TASK TO COMPLETE -> Nothing in the listing should be altered when it is copied, and no picture goes into the copy.
EXERCISE INPUT Start Marker
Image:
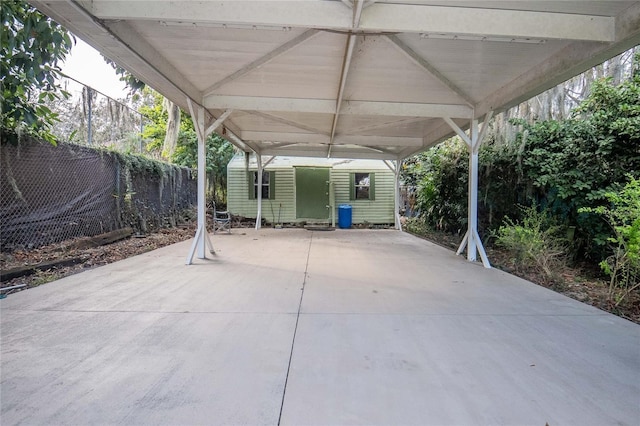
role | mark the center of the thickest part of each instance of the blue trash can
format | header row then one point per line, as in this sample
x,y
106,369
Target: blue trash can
x,y
344,216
EXERCISE INPUT End Marker
RESPONSE BOX ->
Image:
role | mark the center of the thickest part of each instance of the blue trash can
format | header row then one point per line, as in this sample
x,y
106,369
Target: blue trash can
x,y
344,216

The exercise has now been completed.